| DOCUMENT EXTRACT |
★ ★ ★
25 answers

How to Get a 2 Year Old to Use His Words

my 2 year 3month old son is lagging in speech, he will say basic words, momma, dada, ball, sis, doggie etc. and is putting 2-3 words together like "no mama". he will not try to use many other words. we have tried with holding items like cookies and certain toys if he does not use his words but this created a power struggle and he refused to speak even more. we would say "say cookie" two or three times he would look at us say no and walk away. we have tried giving rewards for using words. we limit tv, we read and play daily. he is able to pick out his shapes, some colors, letters and numbers. he refuses to talk and this is killing us. any advice?

What can I do next?

So What Happened?™

We had our speech evaluation. the speech pathologist reported he is actually right on target. she "graded" his motor skills at a 4-6 year old and said that toddlers who are way above on motor skills often lack verbal skills due to their focus. she said she is not concerned because his understanding and memory is excellent. she gave us some more helpful hints on increasing speech. He should grow out of this. Yeah!!!
★ ★ ★
[Natural-language object grounding data]

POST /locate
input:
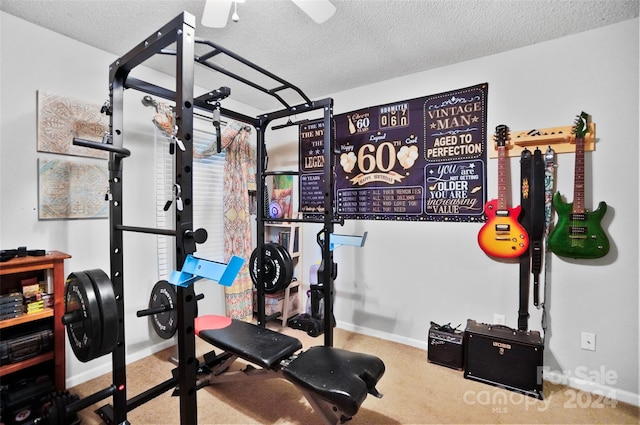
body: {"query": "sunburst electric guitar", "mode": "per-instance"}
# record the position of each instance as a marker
(578, 232)
(502, 236)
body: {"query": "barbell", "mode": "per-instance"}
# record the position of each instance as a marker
(278, 268)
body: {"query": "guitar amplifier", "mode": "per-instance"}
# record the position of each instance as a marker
(445, 346)
(504, 357)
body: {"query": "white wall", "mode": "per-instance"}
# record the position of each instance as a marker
(411, 273)
(408, 273)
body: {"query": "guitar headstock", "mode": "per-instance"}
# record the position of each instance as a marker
(581, 125)
(501, 136)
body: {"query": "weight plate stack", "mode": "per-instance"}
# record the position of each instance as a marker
(278, 268)
(164, 295)
(91, 315)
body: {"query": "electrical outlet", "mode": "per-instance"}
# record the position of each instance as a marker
(588, 341)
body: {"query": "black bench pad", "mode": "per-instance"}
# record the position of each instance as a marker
(340, 377)
(256, 344)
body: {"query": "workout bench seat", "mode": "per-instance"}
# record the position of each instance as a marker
(335, 381)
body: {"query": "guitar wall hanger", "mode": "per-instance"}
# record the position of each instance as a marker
(561, 139)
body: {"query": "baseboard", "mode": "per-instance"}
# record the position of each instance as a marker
(603, 392)
(590, 387)
(106, 366)
(384, 335)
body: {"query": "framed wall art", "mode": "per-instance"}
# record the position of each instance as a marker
(72, 189)
(62, 118)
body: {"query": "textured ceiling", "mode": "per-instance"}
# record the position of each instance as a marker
(364, 42)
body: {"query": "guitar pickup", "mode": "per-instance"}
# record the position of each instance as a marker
(503, 227)
(577, 231)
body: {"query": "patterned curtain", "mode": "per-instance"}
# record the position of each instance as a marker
(239, 175)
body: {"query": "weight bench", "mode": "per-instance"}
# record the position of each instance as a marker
(334, 381)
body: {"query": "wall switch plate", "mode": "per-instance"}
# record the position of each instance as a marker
(588, 341)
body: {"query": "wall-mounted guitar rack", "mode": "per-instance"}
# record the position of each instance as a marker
(561, 139)
(177, 38)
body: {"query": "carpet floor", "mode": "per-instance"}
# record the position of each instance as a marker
(415, 392)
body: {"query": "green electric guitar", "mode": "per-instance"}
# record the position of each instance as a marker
(578, 232)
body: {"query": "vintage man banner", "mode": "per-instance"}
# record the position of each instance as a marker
(421, 159)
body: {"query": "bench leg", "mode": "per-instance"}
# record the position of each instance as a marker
(329, 413)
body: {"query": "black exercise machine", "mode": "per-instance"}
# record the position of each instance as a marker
(334, 381)
(177, 38)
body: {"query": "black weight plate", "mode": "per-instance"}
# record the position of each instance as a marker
(277, 264)
(166, 323)
(288, 265)
(108, 310)
(85, 334)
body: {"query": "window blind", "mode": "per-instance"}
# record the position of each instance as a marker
(208, 191)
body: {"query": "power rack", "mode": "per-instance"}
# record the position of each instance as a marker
(177, 38)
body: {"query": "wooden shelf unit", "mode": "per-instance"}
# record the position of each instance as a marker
(294, 246)
(10, 273)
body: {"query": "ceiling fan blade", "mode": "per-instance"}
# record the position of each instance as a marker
(318, 10)
(216, 13)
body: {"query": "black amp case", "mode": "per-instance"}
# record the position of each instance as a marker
(504, 357)
(445, 348)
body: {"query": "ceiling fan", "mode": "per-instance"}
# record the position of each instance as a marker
(216, 12)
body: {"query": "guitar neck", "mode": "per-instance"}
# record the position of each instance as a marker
(578, 178)
(502, 178)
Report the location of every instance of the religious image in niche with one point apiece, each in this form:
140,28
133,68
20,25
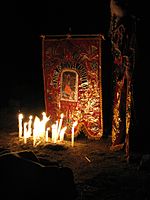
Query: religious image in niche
69,85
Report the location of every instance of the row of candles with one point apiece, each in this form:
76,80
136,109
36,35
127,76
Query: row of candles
38,129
★ ★ ★
| ACTIVITIES |
**a.** Answer these questions about the post on toddler speech:
(i) How old is the son?
(ii) What happened when the parents withheld items like cookies and toys?
(iii) At what age level did the speech pathologist grade his motor skills?
**b.** Do these statements agree with the post on toddler speech? Answer yes or no for each and quote the deciding words.
(i) The parents limit TV.
(ii) The speech pathologist said she was concerned about his speech.
(iii) The son can pick out letters and numbers.
**c.** Could you output the part of the post on toddler speech from "We had our speech" up to and including "of this. Yeah!!!"?

| ANSWERS TO THIS EXERCISE |
**a.**
(i) 2 years 3 months.
(ii) It created a power struggle, and he refused to speak even more.
(iii) At the level of a 4-6 year old.

**b.**
(i) Yes: "we limit tv"
(ii) No: "she said she is not concerned because his understanding and memory is excellent"
(iii) Yes: "he is able to pick out his shapes, some colors, letters and numbers"

**c.**
We had our speech evaluation. the speech pathologist reported he is actually right on target. she "graded" his motor skills at a 4-6 year old and said that toddlers who are way above on motor skills often lack verbal skills due to their focus. she said she is not concerned because his understanding and memory is excellent. she gave us some more helpful hints on increasing speech. He should grow out of this. Yeah!!!